ACTIVITY A: Echo the stimulus article word for word from "The provision to" to "the world economy.".
ACTIVITY B: Which expenses does the stimulus article name as ones that companies and nonprofits could borrow from their bank to cover?
ACTIVITY C: Pick up the stimulus article after its final sentence and keep writing.

DOCUMENT SEGMENT:
The federal government will cover the operating costs of businesses in Louisiana for eight weeks through forgivable loans if they retain or rehire laid-off workers under the $2 trillion stimulus package passed by the Senate on Wednesday, which the House is poised to approve on Friday.
The provision to forgive loans appears likely to provide a crucial lifeline in the coming days as the nation copes with the unprecedented ravages caused by the coronavirus to the world economy.
“That will help businesses hold on through this crisis and bring their workers back,” U.S. Rep. Steve Scalise, the No. 2-ranking Republican in the House, said in an interview Thursday from his Jefferson Parish home where he is self-quarantined because of possible exposure to the coronavirus. Scalise said President Donald Trump will sign the stimulus bill immediately.
The U.S. Labor Department released an astonishing set of numbers on Thursday that showed the huge need for the bill: 3.3 million people filed for unemployment insurance last week. That was easily the highest number in 50 years of data, dwarfing the highest previous weekly figure, 695,000, recorded in the depths of the 1982 recession.
In Louisiana, about 10,000 people are filing unemployment claims every day now by phone or online, although the number surged to 14,597 Wednesday, the Louisiana Workforce Commission reported. The normal average is 300 per day.
The federal legislation also will mean a one-time payment of up to $1,200 to most adults, $500 per child and provide an additional $600 per week to unemployed workers who remain jobless through June 30.
Businesses and banks throughout Louisiana were scrambling Thursday to understand exactly how the loan provisions would work. In general terms, companies and nonprofits with up to 500 employees could borrow up to $10 million from their bank to cover payroll, mortgage, rent, insurance and other expenses.

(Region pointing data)
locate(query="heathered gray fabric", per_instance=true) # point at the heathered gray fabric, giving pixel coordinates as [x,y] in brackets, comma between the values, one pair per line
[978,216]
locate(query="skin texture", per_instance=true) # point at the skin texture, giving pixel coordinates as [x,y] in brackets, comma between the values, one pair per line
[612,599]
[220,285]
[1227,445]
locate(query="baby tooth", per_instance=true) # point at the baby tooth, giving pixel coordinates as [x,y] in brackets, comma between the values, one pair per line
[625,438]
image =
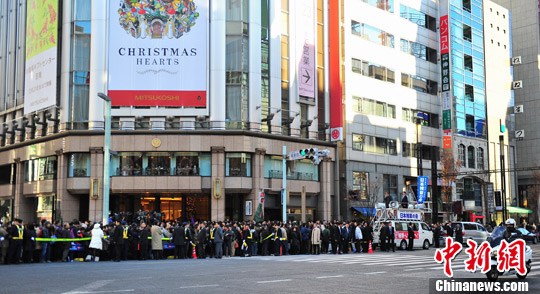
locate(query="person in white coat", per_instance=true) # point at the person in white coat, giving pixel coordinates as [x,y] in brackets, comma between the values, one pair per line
[96,244]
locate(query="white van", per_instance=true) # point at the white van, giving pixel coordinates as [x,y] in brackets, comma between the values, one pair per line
[423,236]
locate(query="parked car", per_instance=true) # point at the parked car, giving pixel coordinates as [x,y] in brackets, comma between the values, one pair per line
[472,231]
[528,236]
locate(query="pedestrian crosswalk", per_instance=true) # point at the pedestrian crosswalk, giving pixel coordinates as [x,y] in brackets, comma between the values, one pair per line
[407,262]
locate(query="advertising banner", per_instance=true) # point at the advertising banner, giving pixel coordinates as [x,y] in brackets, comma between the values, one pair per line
[158,53]
[305,42]
[422,188]
[41,55]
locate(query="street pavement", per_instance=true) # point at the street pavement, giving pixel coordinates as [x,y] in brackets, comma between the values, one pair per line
[380,272]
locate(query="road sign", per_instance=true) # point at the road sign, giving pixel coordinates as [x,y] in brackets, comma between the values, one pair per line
[295,155]
[520,134]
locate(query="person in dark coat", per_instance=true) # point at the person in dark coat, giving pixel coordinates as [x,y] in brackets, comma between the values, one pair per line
[410,236]
[118,240]
[144,241]
[383,237]
[458,233]
[391,238]
[335,237]
[16,234]
[405,200]
[201,241]
[218,240]
[29,244]
[387,199]
[179,240]
[449,230]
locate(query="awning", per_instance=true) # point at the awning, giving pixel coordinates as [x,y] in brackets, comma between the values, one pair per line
[367,211]
[513,209]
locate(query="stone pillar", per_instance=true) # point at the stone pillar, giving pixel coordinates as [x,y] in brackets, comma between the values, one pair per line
[257,176]
[217,197]
[95,212]
[67,205]
[324,207]
[24,208]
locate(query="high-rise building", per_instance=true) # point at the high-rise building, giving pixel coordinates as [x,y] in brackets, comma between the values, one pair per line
[205,96]
[415,95]
[525,27]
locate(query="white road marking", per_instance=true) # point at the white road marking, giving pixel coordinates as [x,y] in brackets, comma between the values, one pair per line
[274,281]
[328,277]
[90,287]
[91,292]
[374,273]
[198,286]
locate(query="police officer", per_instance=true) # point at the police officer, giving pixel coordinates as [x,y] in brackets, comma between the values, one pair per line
[16,232]
[410,236]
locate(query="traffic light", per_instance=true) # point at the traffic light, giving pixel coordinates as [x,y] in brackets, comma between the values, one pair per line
[310,153]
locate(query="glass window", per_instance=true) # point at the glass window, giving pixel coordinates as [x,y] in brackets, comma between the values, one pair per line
[480,158]
[461,154]
[129,164]
[159,164]
[40,169]
[186,164]
[467,33]
[467,62]
[360,184]
[390,185]
[7,174]
[372,34]
[470,157]
[358,142]
[79,165]
[238,165]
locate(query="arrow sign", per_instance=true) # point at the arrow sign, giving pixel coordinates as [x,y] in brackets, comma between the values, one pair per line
[307,76]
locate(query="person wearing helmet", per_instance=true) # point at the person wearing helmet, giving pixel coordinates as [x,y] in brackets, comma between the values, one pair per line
[510,229]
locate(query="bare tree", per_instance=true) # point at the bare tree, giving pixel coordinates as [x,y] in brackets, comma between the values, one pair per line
[450,169]
[533,196]
[374,187]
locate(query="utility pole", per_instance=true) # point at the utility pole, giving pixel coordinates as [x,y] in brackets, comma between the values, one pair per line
[503,177]
[434,187]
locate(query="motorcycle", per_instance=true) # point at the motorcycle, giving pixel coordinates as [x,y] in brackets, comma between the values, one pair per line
[495,241]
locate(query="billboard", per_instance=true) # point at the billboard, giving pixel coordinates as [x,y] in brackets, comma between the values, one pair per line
[158,53]
[41,55]
[305,48]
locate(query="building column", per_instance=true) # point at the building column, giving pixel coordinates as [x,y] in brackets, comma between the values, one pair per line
[217,203]
[98,66]
[324,207]
[67,205]
[95,210]
[218,49]
[258,180]
[24,207]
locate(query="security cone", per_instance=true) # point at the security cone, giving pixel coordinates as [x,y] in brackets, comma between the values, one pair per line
[194,253]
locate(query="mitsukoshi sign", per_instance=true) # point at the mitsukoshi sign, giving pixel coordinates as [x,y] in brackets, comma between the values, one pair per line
[158,52]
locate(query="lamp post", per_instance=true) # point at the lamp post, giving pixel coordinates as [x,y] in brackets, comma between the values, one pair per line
[419,120]
[106,157]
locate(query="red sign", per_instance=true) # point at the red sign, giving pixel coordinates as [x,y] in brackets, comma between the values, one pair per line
[404,235]
[158,98]
[445,41]
[447,142]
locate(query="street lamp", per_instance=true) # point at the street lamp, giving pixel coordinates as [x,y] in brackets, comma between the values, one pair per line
[419,120]
[106,157]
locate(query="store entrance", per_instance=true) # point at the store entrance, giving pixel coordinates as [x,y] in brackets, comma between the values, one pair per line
[170,207]
[161,206]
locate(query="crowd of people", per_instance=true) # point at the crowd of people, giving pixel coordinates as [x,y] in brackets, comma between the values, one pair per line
[150,238]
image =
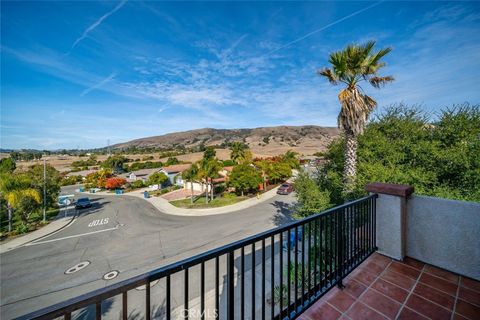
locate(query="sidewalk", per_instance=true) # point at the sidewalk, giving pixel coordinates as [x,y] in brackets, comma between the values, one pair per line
[165,207]
[54,226]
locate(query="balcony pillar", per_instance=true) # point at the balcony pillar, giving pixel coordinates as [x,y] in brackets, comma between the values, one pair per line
[391,217]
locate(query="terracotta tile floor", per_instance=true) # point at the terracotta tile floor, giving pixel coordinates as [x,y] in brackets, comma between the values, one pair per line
[382,288]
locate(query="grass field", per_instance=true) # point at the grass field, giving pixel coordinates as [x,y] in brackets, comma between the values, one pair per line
[199,202]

ANSWER A:
The provision to forgive loans appears likely to provide a crucial lifeline in the coming days as the nation copes with the unprecedented ravages caused by the coronavirus to the world economy.

ANSWER B: payroll, mortgage, rent, insurance

ANSWER C:
The federal government would essentially forgive the loan for business expenses for eight weeks, said Guy Williams, president and CEO of Gulf Coast Bank & Trust Company -- making it essentially a grant.
“You’d be foolish not to be interested,” Williams said, adding that the borrowers would pay 4% interest on money they borrow for spending after the eight weeks have elapsed but would pay no borrowing fees on the loan. Companies have to maintain their pre-coronavirus hiring levels for the loan to be entirely forgiven.
Camille Conaway, a policy analyst with the Louisiana Association of Business and Industry, said 100 business leaders jumped on a conference call Thursday with the state’s congressional delegation, and the main topic was the forgivable loan provision, known as the Paycheck Protection Program.
“Speed is everything right now,” said Conaway. “We have members telling us they’re taking it day by day to see if they can stay open. We’re encouraging each business to talk to their banker to see if this makes sense for them.”
Jude Melville, president and CEO of Business First Bank, said he has been receiving a steady stream of calls about the program.
“We’ll try to get it onto the street prudently and quickly,” he said.
Bill Hammack, who with chef Donald Link owns several notable New Orleans restaurants, said he was already in contact with his bank to initiate a loan.
Hammack said he has had to lay off nearly 400 workers while retaining 100.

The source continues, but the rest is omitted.